Instructions to follow →
Render every line of the data below as a numbered list, omitting blank lines and excluding the pictures from the answer.

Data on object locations
+-------+

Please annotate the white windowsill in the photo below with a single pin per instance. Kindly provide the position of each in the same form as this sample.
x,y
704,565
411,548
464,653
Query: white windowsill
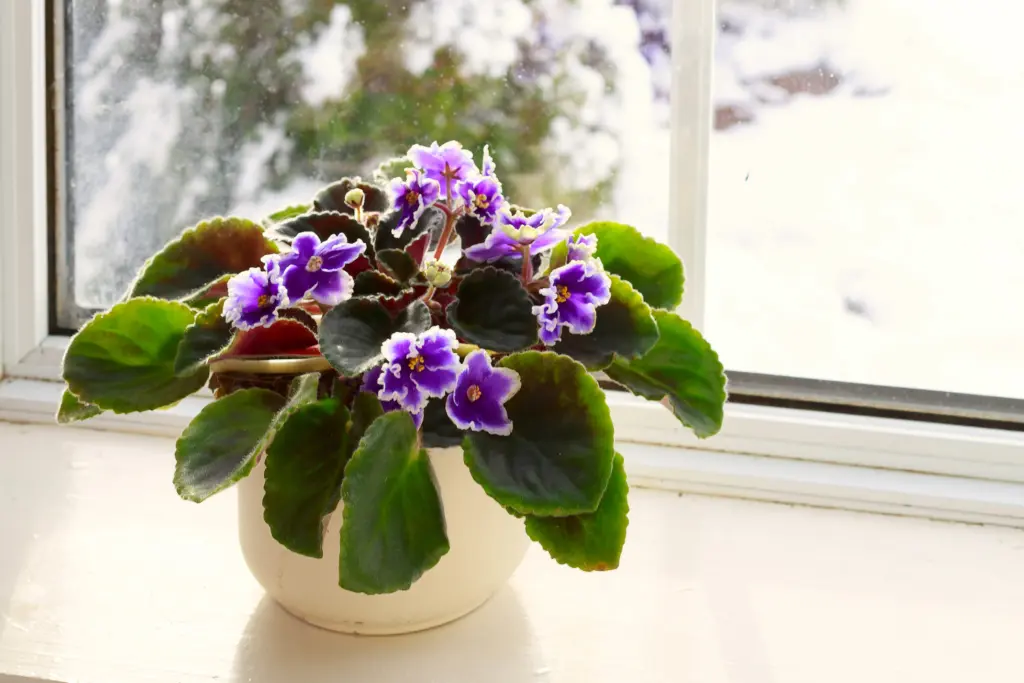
x,y
108,578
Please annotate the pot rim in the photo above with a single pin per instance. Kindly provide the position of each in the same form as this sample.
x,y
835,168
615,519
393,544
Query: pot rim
x,y
298,366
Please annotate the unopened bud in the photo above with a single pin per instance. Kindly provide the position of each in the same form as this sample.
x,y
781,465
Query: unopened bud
x,y
437,273
354,198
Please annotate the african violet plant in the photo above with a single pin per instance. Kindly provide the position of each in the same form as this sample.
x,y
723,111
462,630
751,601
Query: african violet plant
x,y
414,343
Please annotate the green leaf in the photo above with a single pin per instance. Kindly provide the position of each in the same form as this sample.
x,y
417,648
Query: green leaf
x,y
682,372
352,332
492,309
392,522
652,268
205,338
73,410
397,263
304,464
332,198
558,458
625,326
592,542
220,444
287,212
325,224
123,360
375,283
202,255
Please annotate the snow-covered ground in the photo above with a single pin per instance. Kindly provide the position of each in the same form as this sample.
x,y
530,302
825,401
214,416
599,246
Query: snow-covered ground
x,y
863,216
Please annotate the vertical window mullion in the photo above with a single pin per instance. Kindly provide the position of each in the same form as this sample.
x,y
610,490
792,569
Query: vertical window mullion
x,y
692,59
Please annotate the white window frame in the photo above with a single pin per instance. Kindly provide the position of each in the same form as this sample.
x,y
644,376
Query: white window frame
x,y
764,453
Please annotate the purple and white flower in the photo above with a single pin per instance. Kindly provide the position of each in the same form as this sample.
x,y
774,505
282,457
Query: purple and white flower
x,y
315,268
581,248
371,383
576,291
253,298
418,368
482,198
412,197
477,402
514,230
445,164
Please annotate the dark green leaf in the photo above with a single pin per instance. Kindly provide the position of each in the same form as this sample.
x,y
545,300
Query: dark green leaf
x,y
392,522
202,255
493,310
437,429
123,360
652,268
332,198
220,444
288,212
352,332
326,224
682,372
73,410
591,542
558,459
205,338
625,326
304,464
397,263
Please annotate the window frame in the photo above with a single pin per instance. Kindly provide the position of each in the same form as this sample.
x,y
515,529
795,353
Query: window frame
x,y
755,436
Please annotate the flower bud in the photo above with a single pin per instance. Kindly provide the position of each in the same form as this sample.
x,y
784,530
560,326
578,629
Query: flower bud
x,y
354,198
437,273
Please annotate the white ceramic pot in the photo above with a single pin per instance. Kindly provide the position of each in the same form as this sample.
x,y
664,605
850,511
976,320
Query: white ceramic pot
x,y
486,546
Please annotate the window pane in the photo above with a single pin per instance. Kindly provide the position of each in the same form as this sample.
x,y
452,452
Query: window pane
x,y
179,110
864,211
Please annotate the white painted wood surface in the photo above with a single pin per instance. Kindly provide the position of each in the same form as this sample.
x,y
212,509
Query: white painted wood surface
x,y
105,577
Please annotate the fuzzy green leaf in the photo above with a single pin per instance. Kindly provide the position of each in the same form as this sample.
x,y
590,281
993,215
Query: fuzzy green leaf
x,y
123,359
591,542
625,327
392,525
205,338
652,268
352,332
492,309
558,458
202,255
304,464
220,444
682,372
73,410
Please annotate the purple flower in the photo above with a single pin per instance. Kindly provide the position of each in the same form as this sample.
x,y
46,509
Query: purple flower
x,y
315,268
482,197
514,230
253,298
479,394
448,162
412,197
418,368
571,299
581,248
371,383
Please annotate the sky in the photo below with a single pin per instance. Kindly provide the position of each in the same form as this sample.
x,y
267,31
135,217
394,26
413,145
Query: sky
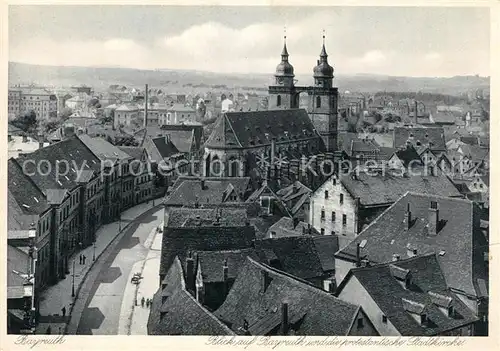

+-------+

Output →
1. Please annotate the white windowsill in the photo below with a single pin per instance. Kindly provide the position of each in the same form as this sample.
2. x,y
3. 704,565
4. 411,548
5. 464,653
6. Query: white windowsill
7. x,y
8. 108,578
9. Please annotate the pot rim in the photo above with a single pin per instance. Kindly provide the position of each in the same form as this sample.
10. x,y
11. 835,168
12. 615,519
13. 393,544
14. Query: pot rim
15. x,y
16. 298,366
17. Please annotate the unopened bud in the photo above with a single pin per instance. Kindly provide the position of each in the same form as this sample.
18. x,y
19. 781,465
20. Query: unopened bud
21. x,y
22. 437,273
23. 354,198
24. Please annotate the african violet plant in the photo above with a single pin per instance. Kindly provide the position of each in the same form as this sample.
25. x,y
26. 723,111
27. 462,630
28. 751,601
29. Query: african violet plant
30. x,y
31. 414,343
32. Please annotate the green leaf in the photo above with a single pin per instance. Kindly provide the position of each in the same form as this sample.
33. x,y
34. 417,648
35. Query: green leaf
36. x,y
37. 682,372
38. 352,332
39. 492,309
40. 392,522
41. 652,268
42. 205,338
43. 73,410
44. 397,263
45. 304,464
46. 332,198
47. 558,458
48. 625,326
49. 592,542
50. 220,444
51. 287,212
52. 325,224
53. 123,360
54. 375,283
55. 202,255
56. Please annotate the snow-covered ground in the photo above with a single pin per instance. Kindly provide the position of each in the same form as this sample.
57. x,y
58. 530,302
59. 825,401
60. 214,416
61. 599,246
62. Query: snow-covered ground
63. x,y
64. 863,216
65. Please annotate the vertical window mullion in the photo above with a single pin per instance. Kindly provide the position of each in the same form as this sample.
66. x,y
67. 610,490
68. 792,569
69. Query: vertical window mullion
70. x,y
71. 692,59
72. Please annotate the white window frame in the photo above with a single pin per instance. Kindly provide the position of each in the same form as this sample.
73. x,y
74. 644,376
75. Query: white window frame
76. x,y
77. 764,453
78. Please annotate the purple and white flower in the photo above with a single pin per instance. Kindly provide the position of each in the same form as this sample.
79. x,y
80. 774,505
81. 282,457
82. Query: purple and white flower
83. x,y
84. 315,268
85. 581,248
86. 371,383
87. 576,291
88. 253,298
89. 418,368
90. 482,198
91. 412,197
92. 477,402
93. 514,230
94. 445,164
95. Please annotate the dark green leaf in the photo above with a single pin per instance. Kindly provide the position of each in the same form as this sample.
96. x,y
97. 545,300
98. Query: dark green leaf
99. x,y
100. 392,522
101. 202,255
102. 493,310
103. 437,429
104. 123,360
105. 652,268
106. 332,198
107. 220,444
108. 288,212
109. 352,332
110. 326,224
111. 682,372
112. 73,410
113. 591,542
114. 558,459
115. 205,338
116. 625,326
117. 304,464
118. 397,263
119. Please annotate the window frame in the photo above with a single pin per instance. Kindly provide the position of each in the same form as this sample.
120. x,y
121. 515,529
122. 795,353
123. Query: window frame
124. x,y
125. 755,436
126. Please annotate the flower bud in the photo above with a single pin per instance. Kindly provide the position of each in the same form as this sample.
127. x,y
128. 784,530
129. 560,326
130. 578,629
131. Query: flower bud
132. x,y
133. 354,198
134. 437,273
135. Please annotate the white ceramic pot in the photo above with a single pin per instance. Kindly provide the position of each in the same form as this sample.
136. x,y
137. 664,605
138. 850,511
139. 976,320
140. Query: white ceramic pot
141. x,y
142. 486,546
143. Please annotate the window pane in the photo above with a single pin per instance. Kindly provide the position of each in the same form as this sample.
144. x,y
145. 452,452
146. Query: window pane
147. x,y
148. 179,110
149. 864,211
150. Please annotate the white painted wood surface in the photo above with a single pin per instance. Kindly provide the position of each in the same form as this sample.
151. x,y
152. 212,509
153. Query: white painted wood surface
154. x,y
155. 105,577
156. Please annotate the fuzzy green leaf in the photo above with a single pin per instance. Kindly provide the position of each in the same form as this sample.
157. x,y
158. 590,281
159. 993,215
160. Query: fuzzy green leaf
161. x,y
162. 123,359
163. 591,542
164. 625,327
165. 392,525
166. 205,338
167. 652,268
168. 352,332
169. 492,309
170. 558,458
171. 202,255
172. 304,464
173. 220,444
174. 682,372
175. 73,410
176. Please annotate the purple flower in the photo above with a single pin per instance. Kindly provide the position of each in the same form as this sample.
177. x,y
178. 46,509
179. Query: purple flower
180. x,y
181. 315,268
182. 482,197
183. 514,230
184. 253,298
185. 479,394
186. 448,162
187. 412,197
188. 418,368
189. 571,299
190. 581,248
191. 371,383
192. Please annotate the sky in the photo below with a single pin per instance. Kindly provide the position of each in the same form as this sample.
193. x,y
194. 267,31
195. 135,217
196. 394,26
197. 413,145
198. Query: sky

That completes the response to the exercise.